Tasks
a: Reproduce the part of the deployment guide that opens with the words containing "- Docker Desktop" and closes with "the engine running.", renaming "application" to "app" throughout.
b: Take the deployment guide further, picking up after its last line.

Selected passage

- Requirements
- Pre-Deployment
- Deployment
- Post-Deployment
- Creating a User
- Activating User Self Sign up
Before you deploy, you must have the following softwares installed on your device. Please install the correct version of each software according to your machine's operating system. As of October 31, 2024 this deployment has been verified with the following versions of softwares:
- AWS CLI (v2.15.43)
- AWS CDK (v2.149.0)
- npm (v10.7.0)
- node (v20.12.2)
- Docker Desktop (v26.0.0)
- git (v2.45.0.windows.1)
Once you have downloaded docker desktop launch and setup the application. Once the application is setup leave the engine running.
If you are on a Windows device, it is recommended to install the Windows Subsystem For Linux, which lets you run a Linux terminal on your Windows computer natively. Some of the steps will require its use. Windows Terminal is also recommended for using WSL.
To deploy this solution, you will need to generate a GitHub personal access token. Please visit here for detailed instruction to create a personal access token.
Note: when selecting the scopes to grant the token (step 8 of the instruction), make sure you select repo
scope.
Once you create a token, please note down its value as you will use it later in the deployment process.
The application interact with various third-party API, so it is vital to obtain those API keys/tokens and securely store them before moving forward with the deployment.
- Elsevier API Key and Institution Token obtainable via the Elsevier Developer Portal.
- European Patent Office's OPS API Key obtainable by following the instructions on the Open Patent Services portal.

Entries provided
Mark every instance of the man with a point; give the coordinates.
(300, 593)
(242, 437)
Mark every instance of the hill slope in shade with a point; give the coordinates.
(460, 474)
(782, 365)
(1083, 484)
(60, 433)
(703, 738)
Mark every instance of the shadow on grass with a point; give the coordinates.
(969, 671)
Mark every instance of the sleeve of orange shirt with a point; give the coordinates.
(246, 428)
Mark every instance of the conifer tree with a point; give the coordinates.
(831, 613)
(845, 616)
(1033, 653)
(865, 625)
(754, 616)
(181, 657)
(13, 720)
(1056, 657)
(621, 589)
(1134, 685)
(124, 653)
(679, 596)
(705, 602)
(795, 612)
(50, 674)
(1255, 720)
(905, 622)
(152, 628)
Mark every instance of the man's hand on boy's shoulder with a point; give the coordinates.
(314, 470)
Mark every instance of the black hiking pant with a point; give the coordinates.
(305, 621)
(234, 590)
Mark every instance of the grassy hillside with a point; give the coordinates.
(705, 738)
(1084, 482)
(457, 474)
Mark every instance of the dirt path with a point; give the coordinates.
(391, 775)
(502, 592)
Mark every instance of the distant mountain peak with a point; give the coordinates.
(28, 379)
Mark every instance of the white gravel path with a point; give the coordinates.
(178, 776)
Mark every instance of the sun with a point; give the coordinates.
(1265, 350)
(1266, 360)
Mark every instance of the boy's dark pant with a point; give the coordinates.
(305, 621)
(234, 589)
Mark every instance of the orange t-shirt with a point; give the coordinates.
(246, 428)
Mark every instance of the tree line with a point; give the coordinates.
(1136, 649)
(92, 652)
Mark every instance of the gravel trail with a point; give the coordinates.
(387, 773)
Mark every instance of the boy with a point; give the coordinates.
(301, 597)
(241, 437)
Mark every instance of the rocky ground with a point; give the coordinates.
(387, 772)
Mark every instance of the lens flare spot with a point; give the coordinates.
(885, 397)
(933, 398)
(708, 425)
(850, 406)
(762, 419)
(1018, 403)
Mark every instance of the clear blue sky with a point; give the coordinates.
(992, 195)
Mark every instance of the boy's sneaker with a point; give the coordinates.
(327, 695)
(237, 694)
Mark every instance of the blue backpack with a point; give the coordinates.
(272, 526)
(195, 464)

Task results
a:
- Docker Desktop (v26.0.0)
- git (v2.45.0.windows.1)
Once you have downloaded docker desktop launch and setup the app. Once the app is setup leave the engine running.

b:
First, you need to fork the repository. To create a fork, navigate to the main branch of this repository. Then, in the top-right corner, click Fork
.
You will be directed to the page where you can customize owner, repository name, etc, but you do not have to change any option. Simply click Create fork
in the bottom right corner.
Now let's clone the GitHub repository onto your machine. To do this:
- Create a folder on your computer to contain the project code.
- For an Apple computer, open Terminal. If on a Windows machine, open Command Prompt or Windows Terminal. Enter into the folder you made using the command
cd path/to/folder
. To find the path to a folder on a Mac, right click on the folder and pressGet Info
, then select the whole text found underWhere:
and copy with ⌘C. On Windows (not WSL), enter into the folder on File Explorer and click on the path box (located to the left of the search bar), then copy the whole text that shows up. - Clone the GitHub repository by entering the following command. Be sure to replace
<YOUR-GITHUB-USERNAME>
with your own username.
git clone https://github.com/<YOUR-GITHUB-USERNAME>/FacultyCV
The code should now be in the folder you created. Navigate into the root folder containing the entire codebase by running the command:
cd FacultyCV
Go into the cdk folder which can be done with the following command:
cd cdk
Now that you are in the cdk directory, install the core dependencies with the following command:
npm install
Go into the frontend folder which can be done with the following command:
cd ../frontend
Now that you are in the frontend directory, install the core dependencies with the following command:
npm install
You would have to supply your GitHub personal access token you created eariler when deploying the solution. Run the following command and ensure you replace <YOUR-GITHUB-TOKEN>
and <YOUR-PROFILE-NAME>
with your actual GitHub token and the appropriate AWS profile name.
aws secretsmanager create-secret \
--name github-access-token-facultyCV \
--secret-string "{\"github-token\":\"<YOUR-GITHUB-TOKEN>\"}"\
--profile <YOUR-PROFILE-NAME>
Moreover, you will need to upload your github username to Amazon SSM Parameter Store. You can do so by running the following command. Make sure you replace <YOUR-GITHUB-USERNAME>
and <YOUR-PROFILE-NAME>
with your actual username and the appropriate AWS profile name.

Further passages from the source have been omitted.